- **Task instructions**
Rewrite each of the entries below, swapping "shaped like" for "resembling" wherever it occurs and keeping everything else the same.

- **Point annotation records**
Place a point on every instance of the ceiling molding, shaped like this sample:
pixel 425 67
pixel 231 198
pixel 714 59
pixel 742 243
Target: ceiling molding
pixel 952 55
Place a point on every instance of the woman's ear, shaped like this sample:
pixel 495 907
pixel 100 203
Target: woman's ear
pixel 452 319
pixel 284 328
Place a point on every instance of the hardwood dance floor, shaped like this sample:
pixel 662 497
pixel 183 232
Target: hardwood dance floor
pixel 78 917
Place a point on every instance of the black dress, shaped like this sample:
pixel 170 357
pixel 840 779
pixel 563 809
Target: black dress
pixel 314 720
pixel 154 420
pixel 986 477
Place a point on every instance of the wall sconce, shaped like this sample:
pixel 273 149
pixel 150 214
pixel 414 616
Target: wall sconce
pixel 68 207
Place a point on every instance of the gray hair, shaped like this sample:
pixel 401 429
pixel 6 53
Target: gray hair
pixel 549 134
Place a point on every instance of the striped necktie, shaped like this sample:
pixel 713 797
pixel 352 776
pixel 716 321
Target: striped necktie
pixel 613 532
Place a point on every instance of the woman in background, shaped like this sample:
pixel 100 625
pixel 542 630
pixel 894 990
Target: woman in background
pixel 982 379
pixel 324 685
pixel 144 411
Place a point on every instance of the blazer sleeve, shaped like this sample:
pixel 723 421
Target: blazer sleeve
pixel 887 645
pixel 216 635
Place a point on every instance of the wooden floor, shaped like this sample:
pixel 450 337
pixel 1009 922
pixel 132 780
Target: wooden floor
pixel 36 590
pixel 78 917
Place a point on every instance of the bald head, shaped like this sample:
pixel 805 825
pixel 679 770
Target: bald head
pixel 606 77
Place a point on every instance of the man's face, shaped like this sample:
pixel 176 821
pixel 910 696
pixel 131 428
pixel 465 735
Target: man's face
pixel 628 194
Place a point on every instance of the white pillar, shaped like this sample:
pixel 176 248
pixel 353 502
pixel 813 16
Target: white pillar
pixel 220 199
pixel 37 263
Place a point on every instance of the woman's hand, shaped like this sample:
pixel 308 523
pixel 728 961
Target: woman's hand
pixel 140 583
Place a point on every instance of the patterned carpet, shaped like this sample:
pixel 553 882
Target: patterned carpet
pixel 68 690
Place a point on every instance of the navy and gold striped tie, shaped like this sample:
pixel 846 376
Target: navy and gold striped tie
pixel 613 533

- **Exercise result**
Place a point on every instance of the ceiling molding, resembling this sample:
pixel 425 67
pixel 231 198
pixel 714 59
pixel 742 243
Target: ceiling molding
pixel 952 55
Place a point on every instance of the woman's ear, resembling this sample:
pixel 495 907
pixel 100 203
Target: woman's ear
pixel 452 319
pixel 284 328
Place a point on every instance of the hardwood dance floor, resembling this sample:
pixel 662 497
pixel 183 232
Target: hardwood dance floor
pixel 78 917
Place a point on every instance of the black dress, resembling this sample:
pixel 170 357
pixel 840 779
pixel 563 809
Target: black dress
pixel 314 720
pixel 154 420
pixel 986 477
Place a point on every instance of the wall sconce, resembling this sample:
pixel 273 149
pixel 150 214
pixel 414 616
Target: wall sconce
pixel 68 207
Place a point on every instance of the gray hair, resembling this sample:
pixel 401 429
pixel 6 53
Target: gray hair
pixel 549 134
Place a point on every instance of the striped necktie, resembling this sample:
pixel 713 797
pixel 352 776
pixel 716 321
Target: striped necktie
pixel 613 532
Place a point on every instance of the woman in background, resembling this sample:
pixel 100 625
pixel 542 630
pixel 894 990
Target: woman in background
pixel 982 379
pixel 324 685
pixel 144 411
Place a point on every instance of the blazer sleeve, resembling this sample:
pixel 723 421
Target: blazer sleeve
pixel 887 645
pixel 216 635
Place a point on every instance of the wooden floor, resembling this sample:
pixel 450 337
pixel 1009 922
pixel 132 780
Target: wooden floor
pixel 36 590
pixel 78 917
Place a point on every instance of the bald head, resembling this sample:
pixel 805 825
pixel 679 770
Target: bald head
pixel 606 77
Place a point on every instance of the man's face, resembling this sample:
pixel 176 821
pixel 910 696
pixel 131 428
pixel 465 735
Target: man's face
pixel 628 194
Place a point on every instance of the white pillar, resembling this sample:
pixel 176 248
pixel 353 502
pixel 813 16
Target: white pillar
pixel 220 199
pixel 37 263
Place a point on every instance of the woman's hand, resembling this sample:
pixel 308 523
pixel 728 961
Target: woman's hand
pixel 140 583
Place a point on every instance of the patterned carpet, resembling this sample:
pixel 553 882
Target: patterned carpet
pixel 68 690
Place a point on every instance of the navy and gold striped tie, resembling this sample:
pixel 846 376
Target: navy and gold striped tie
pixel 613 533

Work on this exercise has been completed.